• **YOUR GOAL**
Rewrite the entries below, beginning at the line that has "Could you please indicate the lawn" and stopping after the last entry, with every point coordinate shifted by adding 9 to each of its numbers. Leave the pictures out.

^^^^

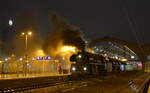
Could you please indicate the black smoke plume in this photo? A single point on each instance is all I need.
(63, 32)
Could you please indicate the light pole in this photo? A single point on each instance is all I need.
(26, 34)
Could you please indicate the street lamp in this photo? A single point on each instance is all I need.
(26, 34)
(10, 22)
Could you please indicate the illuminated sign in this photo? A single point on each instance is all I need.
(44, 58)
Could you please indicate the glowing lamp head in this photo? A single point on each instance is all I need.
(29, 33)
(85, 68)
(22, 33)
(73, 68)
(10, 22)
(68, 48)
(79, 56)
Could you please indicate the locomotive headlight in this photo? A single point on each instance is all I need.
(85, 68)
(73, 68)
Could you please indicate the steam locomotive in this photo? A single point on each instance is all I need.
(95, 64)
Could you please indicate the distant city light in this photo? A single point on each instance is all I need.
(10, 22)
(80, 56)
(124, 59)
(132, 57)
(6, 59)
(30, 33)
(116, 57)
(85, 68)
(20, 59)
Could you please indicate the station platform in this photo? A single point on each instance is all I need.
(17, 76)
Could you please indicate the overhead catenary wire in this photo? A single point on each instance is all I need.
(132, 24)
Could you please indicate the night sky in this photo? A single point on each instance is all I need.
(124, 19)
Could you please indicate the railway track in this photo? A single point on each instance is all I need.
(23, 84)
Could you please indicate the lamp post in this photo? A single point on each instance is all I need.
(26, 34)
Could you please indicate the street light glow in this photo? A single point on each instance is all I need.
(30, 33)
(22, 33)
(10, 22)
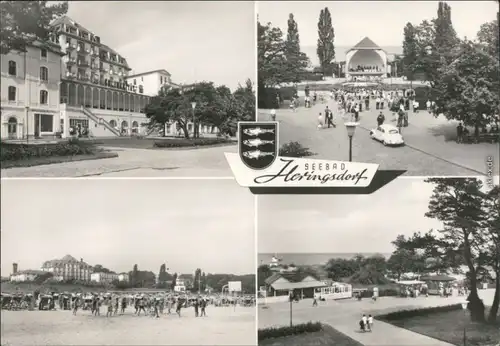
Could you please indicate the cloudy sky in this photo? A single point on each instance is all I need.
(346, 223)
(117, 223)
(194, 41)
(382, 21)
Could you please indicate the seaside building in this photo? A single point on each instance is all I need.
(68, 268)
(109, 277)
(30, 91)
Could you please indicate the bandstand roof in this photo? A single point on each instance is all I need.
(366, 44)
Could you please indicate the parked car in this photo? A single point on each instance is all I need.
(388, 135)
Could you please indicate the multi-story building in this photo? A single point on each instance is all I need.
(152, 81)
(30, 91)
(68, 268)
(108, 277)
(94, 93)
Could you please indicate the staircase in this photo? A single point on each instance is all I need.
(101, 121)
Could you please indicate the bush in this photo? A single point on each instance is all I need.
(403, 314)
(185, 142)
(294, 149)
(273, 332)
(72, 147)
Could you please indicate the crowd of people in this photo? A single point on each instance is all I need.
(116, 303)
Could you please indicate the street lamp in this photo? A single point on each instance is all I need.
(464, 307)
(351, 128)
(193, 105)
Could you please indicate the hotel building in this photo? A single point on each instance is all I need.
(30, 91)
(68, 268)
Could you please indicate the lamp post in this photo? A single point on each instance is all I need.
(464, 307)
(351, 128)
(193, 105)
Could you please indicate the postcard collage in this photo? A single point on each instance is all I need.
(265, 172)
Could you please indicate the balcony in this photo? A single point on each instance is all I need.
(82, 63)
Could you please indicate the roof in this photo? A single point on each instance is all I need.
(437, 278)
(298, 285)
(149, 72)
(366, 43)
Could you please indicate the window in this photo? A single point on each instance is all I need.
(44, 73)
(44, 97)
(12, 93)
(12, 68)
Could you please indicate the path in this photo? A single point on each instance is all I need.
(428, 150)
(344, 315)
(206, 162)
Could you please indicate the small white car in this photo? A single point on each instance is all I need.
(387, 134)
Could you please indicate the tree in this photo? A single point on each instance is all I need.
(468, 87)
(410, 52)
(457, 203)
(162, 275)
(326, 36)
(21, 22)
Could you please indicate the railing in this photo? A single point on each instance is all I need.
(101, 121)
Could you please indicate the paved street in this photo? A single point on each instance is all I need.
(206, 162)
(344, 316)
(428, 150)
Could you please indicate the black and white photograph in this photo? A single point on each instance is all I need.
(415, 263)
(127, 262)
(124, 88)
(408, 85)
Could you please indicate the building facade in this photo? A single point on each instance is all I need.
(94, 92)
(68, 268)
(152, 81)
(30, 91)
(109, 277)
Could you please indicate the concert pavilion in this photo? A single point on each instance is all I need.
(366, 61)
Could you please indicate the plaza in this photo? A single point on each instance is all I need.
(344, 315)
(232, 326)
(428, 150)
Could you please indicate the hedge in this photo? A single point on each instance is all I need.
(22, 151)
(279, 332)
(403, 314)
(190, 142)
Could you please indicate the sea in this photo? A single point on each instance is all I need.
(311, 259)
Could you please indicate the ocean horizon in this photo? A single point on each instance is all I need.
(312, 258)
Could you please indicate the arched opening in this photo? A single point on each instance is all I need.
(72, 95)
(12, 128)
(95, 98)
(63, 92)
(88, 97)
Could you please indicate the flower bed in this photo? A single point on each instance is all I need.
(189, 142)
(273, 332)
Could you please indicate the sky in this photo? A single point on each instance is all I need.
(194, 41)
(344, 223)
(382, 21)
(117, 223)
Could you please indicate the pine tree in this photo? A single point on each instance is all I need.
(326, 36)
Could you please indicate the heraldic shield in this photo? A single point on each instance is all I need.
(258, 143)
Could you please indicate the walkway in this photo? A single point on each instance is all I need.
(344, 316)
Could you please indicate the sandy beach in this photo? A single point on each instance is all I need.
(222, 326)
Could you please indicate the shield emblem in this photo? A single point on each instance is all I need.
(258, 143)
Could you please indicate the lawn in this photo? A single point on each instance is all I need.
(325, 337)
(449, 327)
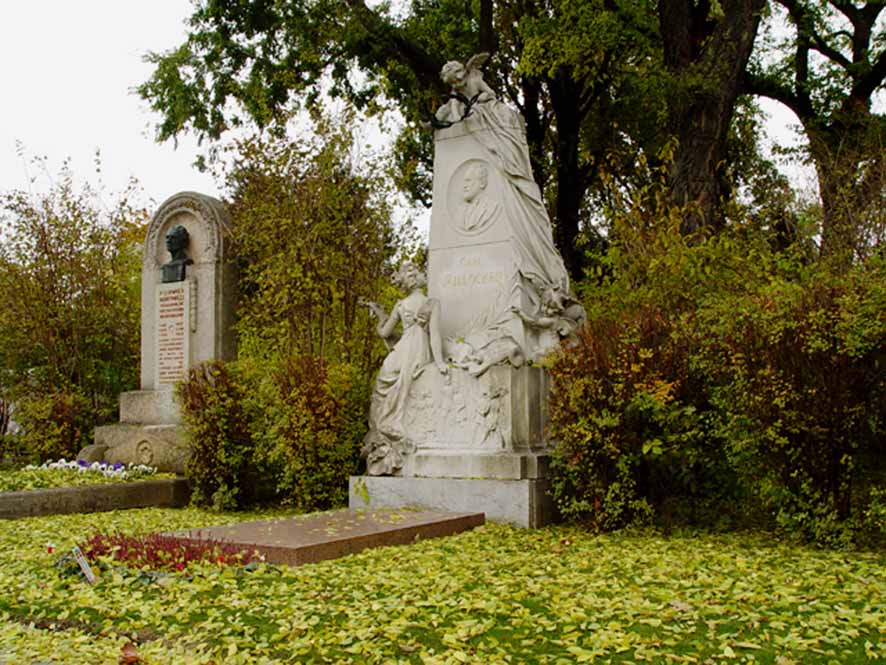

^^^^

• **WRITTEN ANSWER**
Could you please indicate the lawn in this photo? A single point on each instance is all I need.
(334, 346)
(458, 336)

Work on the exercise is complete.